What the task requires – Reproduce every line of the data below word for word, with nothing changed or left out.

Material supplied –
** start **
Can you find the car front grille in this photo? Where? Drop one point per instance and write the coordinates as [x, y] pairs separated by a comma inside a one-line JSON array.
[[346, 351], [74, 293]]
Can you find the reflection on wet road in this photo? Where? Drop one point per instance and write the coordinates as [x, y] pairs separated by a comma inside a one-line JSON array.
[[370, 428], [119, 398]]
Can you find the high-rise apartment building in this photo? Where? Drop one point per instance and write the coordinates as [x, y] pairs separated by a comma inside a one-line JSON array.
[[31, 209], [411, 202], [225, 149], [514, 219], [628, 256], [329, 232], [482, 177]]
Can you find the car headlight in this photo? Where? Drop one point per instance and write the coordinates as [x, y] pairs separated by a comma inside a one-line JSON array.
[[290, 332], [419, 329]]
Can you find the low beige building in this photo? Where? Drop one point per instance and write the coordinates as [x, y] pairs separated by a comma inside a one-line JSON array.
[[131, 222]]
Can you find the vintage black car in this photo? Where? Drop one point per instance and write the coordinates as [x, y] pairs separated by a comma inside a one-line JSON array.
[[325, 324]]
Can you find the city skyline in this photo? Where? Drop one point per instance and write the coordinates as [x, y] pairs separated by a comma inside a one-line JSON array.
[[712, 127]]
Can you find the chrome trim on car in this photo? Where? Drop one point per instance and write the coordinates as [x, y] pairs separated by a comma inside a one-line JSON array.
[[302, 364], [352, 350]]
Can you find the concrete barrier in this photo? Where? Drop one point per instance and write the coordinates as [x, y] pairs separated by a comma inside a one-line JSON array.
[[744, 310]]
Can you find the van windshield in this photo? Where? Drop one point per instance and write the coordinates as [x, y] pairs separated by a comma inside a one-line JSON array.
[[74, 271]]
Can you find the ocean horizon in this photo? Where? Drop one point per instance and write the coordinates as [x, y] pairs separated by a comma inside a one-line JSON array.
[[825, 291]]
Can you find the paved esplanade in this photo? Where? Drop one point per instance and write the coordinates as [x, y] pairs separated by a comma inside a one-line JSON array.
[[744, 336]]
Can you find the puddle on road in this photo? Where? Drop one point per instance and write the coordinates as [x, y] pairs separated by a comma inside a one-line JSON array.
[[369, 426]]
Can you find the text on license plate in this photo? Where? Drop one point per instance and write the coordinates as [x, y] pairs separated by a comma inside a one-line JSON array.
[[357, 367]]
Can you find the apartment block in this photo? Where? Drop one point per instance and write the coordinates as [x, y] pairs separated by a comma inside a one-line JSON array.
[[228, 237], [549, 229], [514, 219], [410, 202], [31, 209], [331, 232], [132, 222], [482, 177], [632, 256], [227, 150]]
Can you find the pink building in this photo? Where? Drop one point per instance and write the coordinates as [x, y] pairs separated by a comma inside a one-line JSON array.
** end **
Full solution –
Can you find the car front grille in this photo? Where? Drop one point per instance and write the coordinates as [x, y] pairs separated by a comma inside a one-line JSON array.
[[346, 351], [74, 293]]
Can you find the reflection on wet road in this photo? Where? Drop one point per instance and write the coordinates as [x, y] pairs separated by a comma inside a one-line JSON array.
[[370, 428], [119, 398]]
Can you find the high-rise apartment building in this photo? Where? Drop one point per instance and write the coordinates as [x, y] pairs separated by a comma inside a one-line JSON array.
[[31, 209], [411, 202], [225, 149], [514, 219], [628, 256], [329, 232], [482, 177]]
Can you find the car headlight in this photo? Where? Drop one point per instance and write the coordinates as [x, y] pairs separated by a comma inside a one-line JSON array.
[[290, 332], [419, 329]]
Can you find the low beige building in this photo? Where? Drop one point per instance and write the coordinates as [x, y] pairs separated by a comma inside a one-line JSON array.
[[131, 222]]
Can you find the vintage black car in this photo? Where? Drop one point per instance and write the coordinates as [x, y] pairs separated by a comma inside a one-line JSON array.
[[325, 324]]
Can you find the city skyline in this photo? Where? Drop one point per instance and write the coordinates as [x, y] pairs separated by a comma inside a one-line JSON array.
[[712, 127]]
Can you find the chrome trim on car in this photo? Where? Drop one point per instance and write the coordinates as [x, y] pairs separated by a comma inside a one-line JSON array.
[[302, 364], [352, 350]]
Can you find the concrete barrier in this photo? Where? Drop one point per instance and write the coordinates as [x, y] pairs separated by a comma inside a one-line JSON array.
[[744, 310]]
Can you find the van windshield in this photo? Where? Drop one point per instance and write the coordinates as [x, y] pairs separated by a comma inside a one-line JSON array.
[[74, 271]]
Can you find the ocean horizon in this photo? Where? Drop one point per instance and write the coordinates as [x, y] pairs separated by a comma inside a one-line JSON array.
[[825, 291]]
Can you find the paved esplanade in this photo? Where? Drop one point per instance and write the coordinates as [x, y] pairs separated by a comma inside a one-line JSON array.
[[744, 336]]
Can you find the puddle on road in this photo? Where? Drop one point per instance and write the coordinates as [x, y] pairs separated by a comma inside a one-line JSON array.
[[369, 426]]
Can you find the text on license plate in this photo? Where? Drop one point per instance and write the coordinates as [x, y] pairs separated by a comma inside a one-line JSON array.
[[357, 367]]
Can you find the apartment block in this photo? Where? Drop one point per instance and write the coordinates as [x, y] pairs separated by a comma inside a one-line JSON array.
[[228, 237], [549, 229], [514, 219], [410, 202], [31, 209], [331, 232], [132, 222], [482, 177], [632, 256], [227, 150]]
Can you find the pink building in this photo? Where? Drop one point per instance and write the coordinates as [x, y] pairs separated by a comma inside a one-line JSON array.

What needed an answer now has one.